* [Exercise aim]:
Scale the listing below from the line containing "Batch job #4201 — class label: lime slice." down through the line containing "[149, 123, 315, 274]", both included, and give back only those lines, each in full. Multiply every bounding box coordinate by 1.6 and round it to a whole number, halves up, leaving all other text on those lines unchanged.

+ + + +

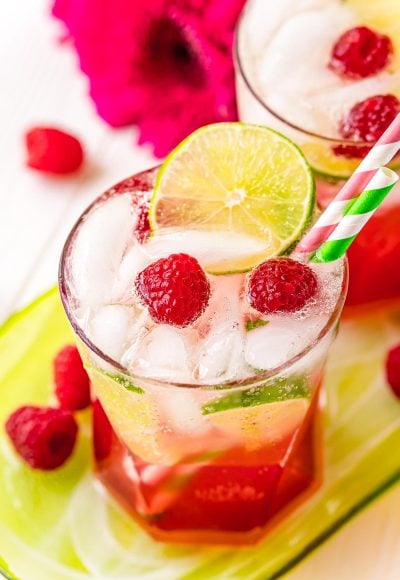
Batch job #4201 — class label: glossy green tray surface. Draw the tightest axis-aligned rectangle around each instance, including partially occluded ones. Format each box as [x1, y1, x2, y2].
[0, 290, 400, 580]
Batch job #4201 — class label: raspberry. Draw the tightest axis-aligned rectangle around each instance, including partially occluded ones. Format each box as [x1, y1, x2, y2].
[53, 345, 90, 411]
[25, 127, 83, 174]
[248, 258, 318, 314]
[332, 144, 372, 159]
[333, 95, 400, 159]
[340, 95, 400, 143]
[135, 254, 210, 327]
[328, 26, 393, 79]
[158, 465, 282, 531]
[386, 344, 400, 399]
[6, 405, 78, 470]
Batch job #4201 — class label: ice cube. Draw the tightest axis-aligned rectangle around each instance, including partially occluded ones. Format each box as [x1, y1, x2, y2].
[195, 275, 248, 384]
[145, 230, 265, 266]
[111, 242, 149, 302]
[71, 195, 134, 308]
[129, 324, 194, 383]
[161, 388, 210, 435]
[87, 304, 135, 361]
[245, 315, 326, 370]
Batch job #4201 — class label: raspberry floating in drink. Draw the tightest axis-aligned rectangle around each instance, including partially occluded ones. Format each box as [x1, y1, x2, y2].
[329, 26, 393, 79]
[248, 258, 318, 314]
[135, 254, 210, 326]
[53, 345, 90, 411]
[61, 123, 344, 543]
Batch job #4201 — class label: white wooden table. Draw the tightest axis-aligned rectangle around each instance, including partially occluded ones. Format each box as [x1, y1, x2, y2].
[0, 0, 400, 580]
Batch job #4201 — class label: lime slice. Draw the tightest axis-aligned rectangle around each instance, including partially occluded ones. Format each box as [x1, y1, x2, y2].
[87, 366, 175, 465]
[202, 377, 310, 415]
[0, 290, 400, 580]
[209, 399, 309, 449]
[150, 123, 315, 274]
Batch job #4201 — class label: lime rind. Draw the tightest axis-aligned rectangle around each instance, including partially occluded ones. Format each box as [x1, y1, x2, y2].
[149, 123, 315, 274]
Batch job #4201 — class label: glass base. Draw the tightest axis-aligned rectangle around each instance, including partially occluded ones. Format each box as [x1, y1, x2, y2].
[93, 396, 322, 545]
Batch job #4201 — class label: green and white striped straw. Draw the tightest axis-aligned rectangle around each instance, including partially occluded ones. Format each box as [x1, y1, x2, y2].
[311, 167, 399, 262]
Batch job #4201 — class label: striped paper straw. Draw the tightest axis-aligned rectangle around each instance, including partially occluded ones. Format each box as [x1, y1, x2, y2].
[296, 113, 400, 254]
[311, 167, 399, 262]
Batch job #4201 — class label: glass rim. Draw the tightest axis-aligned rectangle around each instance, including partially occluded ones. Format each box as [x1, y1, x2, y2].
[58, 166, 348, 392]
[233, 1, 373, 148]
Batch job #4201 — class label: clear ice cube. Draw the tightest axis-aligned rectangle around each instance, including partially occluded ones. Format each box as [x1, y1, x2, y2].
[87, 304, 135, 361]
[71, 195, 134, 316]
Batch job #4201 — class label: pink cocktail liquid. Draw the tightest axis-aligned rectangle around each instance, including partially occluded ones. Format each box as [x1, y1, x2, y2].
[60, 170, 346, 544]
[93, 382, 322, 544]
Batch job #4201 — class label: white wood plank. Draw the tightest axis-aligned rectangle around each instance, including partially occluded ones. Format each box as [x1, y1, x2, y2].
[0, 0, 400, 580]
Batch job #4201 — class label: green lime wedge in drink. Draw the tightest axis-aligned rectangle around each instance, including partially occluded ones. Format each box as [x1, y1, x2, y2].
[150, 123, 315, 274]
[0, 290, 400, 580]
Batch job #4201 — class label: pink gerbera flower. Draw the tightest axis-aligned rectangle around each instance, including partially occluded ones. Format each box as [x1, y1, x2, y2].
[53, 0, 244, 157]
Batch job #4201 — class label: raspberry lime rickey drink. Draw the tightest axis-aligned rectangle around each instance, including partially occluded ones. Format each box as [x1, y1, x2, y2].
[235, 0, 400, 198]
[60, 123, 346, 544]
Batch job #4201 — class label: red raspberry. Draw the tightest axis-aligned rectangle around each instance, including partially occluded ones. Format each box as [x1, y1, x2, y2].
[340, 95, 400, 143]
[6, 405, 78, 470]
[328, 26, 393, 79]
[135, 254, 210, 326]
[386, 344, 400, 399]
[53, 345, 90, 411]
[346, 206, 400, 305]
[25, 127, 83, 174]
[248, 258, 318, 314]
[333, 95, 400, 159]
[332, 145, 372, 159]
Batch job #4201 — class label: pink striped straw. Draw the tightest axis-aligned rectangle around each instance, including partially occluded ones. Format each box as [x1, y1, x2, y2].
[296, 113, 400, 253]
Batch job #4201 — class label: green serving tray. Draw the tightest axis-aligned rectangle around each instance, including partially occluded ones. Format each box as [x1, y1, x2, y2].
[0, 289, 400, 580]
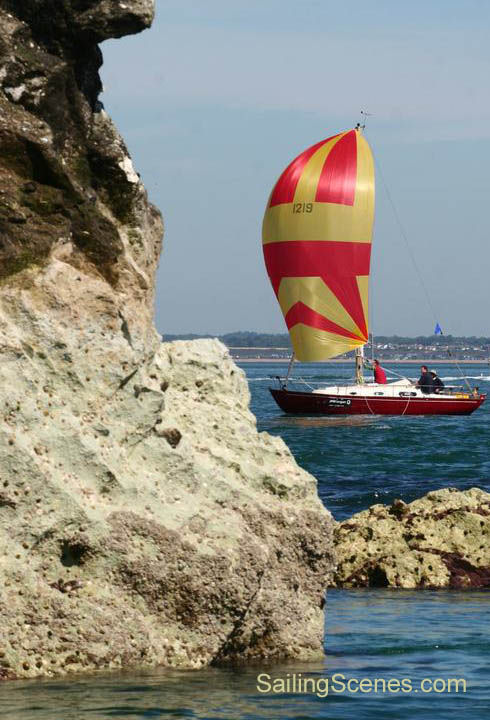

+ + + +

* [Result]:
Batch job #4201 — class label: lime slice. Draw the tightest axis-aligned rectangle around each instance, including partially occluded ones. Format each box as [x1, y1, x2, y2].
[139, 586, 280, 744]
[323, 603, 496, 664]
[0, 464, 640, 928]
[334, 638, 494, 718]
[240, 197, 504, 438]
Batch job #4201 — class label: lime rind. Draw the tightest axis-aligned rectangle around each instance, including partially occluded ones. Format each box as [x1, y1, x2, y2].
[238, 197, 504, 438]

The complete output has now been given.